• **SOURCE EXCERPT**
• • • • • • •

Now Luther’s real work began. Emboldened by his new interpretation of God’s righteousness, he examined salvation. For this he looked to the cross. God had sent his son, the Christ, to save the very world he condemned. Thus God the Terrible was at the same time God the Merciful. Why, after all, would God desire that sinners should die? Why had he sent his son if he did not desire that sinners should live? Luther concluded that just as there must be a connection between these dual natures of God, there must be a connection between poor sinners (God’s children) and Jesus the Savior (God’s only begotten son). Jesus, of course, had been rejected by his Father. Alone on the cross of Calvary, suffering the agony of persecution and mercilessly tortured in front of his family and followers, Jesus believed he had been abandoned. “My God, my God, why hast thou forsaken me?” he cried out from the cross, just moments before he died and descended into hell. God’s own son had felt humiliation, anger, desolation, betrayal, and rejection—and God was the source of all of it. Jesus had known, a thousand times more, infinitely more, the very pain Luther had known. Jesus Christ had his own Anfechtungen.
This same Christ, while the Son of Man, was also the Son of God, and therefore perfect and without sin. Thus, in his duality he was of mankind and yet the opposite of mankind. He could only have felt the incalculable weakness and desperation of the cross because he had shouldered the burden of mankind’s sins as he suffered his horrible death. He had not just taken on sin, surmised Luther, he had become sin, the sin of all God’s children. In his agony, and through it, Christ became the Redeemer. The great and mysterious God had sent his son to die, not for himself, but for mankind. There on the cross was the message. God in his weakness—manifested in the suffering and death of his son—was also God in his almighty strength, dying so that the world might live. Luther loved the concept of God’s dual nature. The Savior of the world had been born, after all, in a filthy stable, attended not by royalty and magnificence but shepherds and lowly animals. He had expressed the power of God not with displays of thunder and might but messages of love and peace. The duality of God was made apparent everywhere. God’s power, understood Luther, was in fact hidden in his weakness, and it went further: “God’s wisdom (was hidden) in folly, his goodness in severity, his justice in sins, and his mercy in anger.” Luther’s ruminations would ultimately become known as his Theology of the Cross, the bedrock of his Christian belief.18
For Luther, God’s righteousness was more than the quality and manner by which he judged mankind. God’s righteousness was also something that God gave to believers. It was a gift, given in mercy to the undeserving. God’s justice was his grace. And it made sinners acceptable in his presence. God judged, to be sure, but he did so solely for the purpose of giving sinners his justice in Christ, his son, the Savior. This was, to Luther, “passive righteousness,” for to receive it a sinner only had to believe.

• • • • • • •

• **EXTRACTED ENTRIES**
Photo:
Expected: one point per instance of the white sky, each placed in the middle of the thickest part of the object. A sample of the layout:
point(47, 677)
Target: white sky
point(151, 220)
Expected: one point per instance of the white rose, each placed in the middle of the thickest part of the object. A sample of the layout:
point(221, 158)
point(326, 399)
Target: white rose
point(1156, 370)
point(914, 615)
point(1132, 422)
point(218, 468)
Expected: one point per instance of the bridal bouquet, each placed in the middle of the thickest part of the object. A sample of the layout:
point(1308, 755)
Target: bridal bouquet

• • • • • • •

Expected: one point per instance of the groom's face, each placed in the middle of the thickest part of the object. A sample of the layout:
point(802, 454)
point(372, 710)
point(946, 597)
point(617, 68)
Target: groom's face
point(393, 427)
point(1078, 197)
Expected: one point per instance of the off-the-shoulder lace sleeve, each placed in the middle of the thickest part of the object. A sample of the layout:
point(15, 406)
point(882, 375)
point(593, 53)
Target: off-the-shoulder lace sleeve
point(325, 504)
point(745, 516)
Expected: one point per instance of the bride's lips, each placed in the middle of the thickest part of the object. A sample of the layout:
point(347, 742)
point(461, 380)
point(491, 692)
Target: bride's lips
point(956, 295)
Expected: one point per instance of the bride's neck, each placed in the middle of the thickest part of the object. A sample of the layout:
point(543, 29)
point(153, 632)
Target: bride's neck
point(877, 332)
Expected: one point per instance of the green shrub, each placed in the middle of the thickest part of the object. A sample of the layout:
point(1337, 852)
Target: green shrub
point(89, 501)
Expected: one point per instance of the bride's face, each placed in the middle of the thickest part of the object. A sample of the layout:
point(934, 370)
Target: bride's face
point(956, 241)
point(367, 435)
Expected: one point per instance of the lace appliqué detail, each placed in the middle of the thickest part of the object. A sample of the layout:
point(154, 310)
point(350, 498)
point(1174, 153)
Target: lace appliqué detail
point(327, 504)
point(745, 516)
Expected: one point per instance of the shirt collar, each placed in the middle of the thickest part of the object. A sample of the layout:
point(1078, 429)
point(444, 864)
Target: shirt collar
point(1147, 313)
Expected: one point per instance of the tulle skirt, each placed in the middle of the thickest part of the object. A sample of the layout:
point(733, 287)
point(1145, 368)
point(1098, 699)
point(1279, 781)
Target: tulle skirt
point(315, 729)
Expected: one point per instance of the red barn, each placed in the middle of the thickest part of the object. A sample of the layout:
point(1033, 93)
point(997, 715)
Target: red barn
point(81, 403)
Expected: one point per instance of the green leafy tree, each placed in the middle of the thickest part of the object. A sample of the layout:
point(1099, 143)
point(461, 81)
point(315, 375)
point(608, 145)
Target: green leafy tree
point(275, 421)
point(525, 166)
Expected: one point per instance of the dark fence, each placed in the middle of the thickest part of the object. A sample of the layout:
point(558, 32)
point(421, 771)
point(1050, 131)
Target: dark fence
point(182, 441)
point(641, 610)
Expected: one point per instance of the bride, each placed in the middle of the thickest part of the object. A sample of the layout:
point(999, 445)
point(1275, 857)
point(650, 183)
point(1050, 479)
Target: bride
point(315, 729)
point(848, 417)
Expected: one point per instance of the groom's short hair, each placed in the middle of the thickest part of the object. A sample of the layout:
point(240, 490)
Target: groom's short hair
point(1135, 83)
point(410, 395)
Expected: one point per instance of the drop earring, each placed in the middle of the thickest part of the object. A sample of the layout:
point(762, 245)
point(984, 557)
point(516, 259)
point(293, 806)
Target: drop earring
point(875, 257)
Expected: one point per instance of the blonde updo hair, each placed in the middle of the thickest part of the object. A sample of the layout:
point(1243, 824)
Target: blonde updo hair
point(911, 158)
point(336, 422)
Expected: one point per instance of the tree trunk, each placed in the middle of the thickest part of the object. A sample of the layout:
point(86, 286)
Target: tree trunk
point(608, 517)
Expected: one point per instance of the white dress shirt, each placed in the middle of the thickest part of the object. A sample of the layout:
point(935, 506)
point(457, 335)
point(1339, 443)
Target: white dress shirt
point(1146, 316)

• • • • • • •

• **THINGS TO DO**
A. According to the passage on Luther's theology, what did Luther's ruminations on God's dual nature eventually come to be known as?
B. Continue the passage on Luther's view of God's righteousness from the point where it stops.

• **THE RESPONSES**
A. His Theology of the Cross.

B.
And if righteousness was truly a gift, it simply could not be earned. Sinners, then, need not strive to attain what was unattainable. Luther, by his own words a pious monk, knew that he had fallen woefully short in this endeavor, even after years of struggle. The Church, thought Luther, was wrong to teach that salvation had to be earned, that it could only be earned. In fact it could not be earned at all, any more than it could be bought or sold. Righteousness was a gift from a merciful and loving God, not a threat from an angry and damning God. Man could not, on his own or through his own efforts, earn that which could never be earned. No matter how well- intentioned, monastic life—a life that included sacrifice, self-denial, vows of poverty and chastity, the numbing routine of prayer and service, strict adherence to Catholic doctrine, all of which Luther referred to as the attempt to become humble before God—was of no avail. And if one believed that he had achieved the impossible, that he had, on his own, reached some acceptable level of goodness and purity, he was deluding himself dangerously. For then, warned Luther, “very soon smugness takes hold of us, and as soon as this happens God’s imputation of sin returns.”19
The Church taught that there had to exist in man a spark of goodness. This tiny spark, if fanned properly (by strict obedience to the decrees and mandates of the Church), could ignite into a genuine love for God and for neighbor, and could nurture the ultimate Christian goal of salvation. By his own powers, the Church decreed, “a person can love God above all things and can perform the works of the law according to the substance of the act, but not according to the intentions of him who gave the command, because he is not in a state of grace.”20 This was, to Luther, insanity. Man had no such ability, with or without the Church’s instruction or assistance. For human beings were surely, absolutely, mired in sin. They were by nature, from birth, so sunk in sin that they could not even begin to recognize their own dreary condition without God’s grace. There was no room in a sinful countenance for a “spark of goodness.” The idea was a fiction, a creation of the Church.
Luther portrait by Lucas Cranach the Elder, circa 1526 (Library of Congress).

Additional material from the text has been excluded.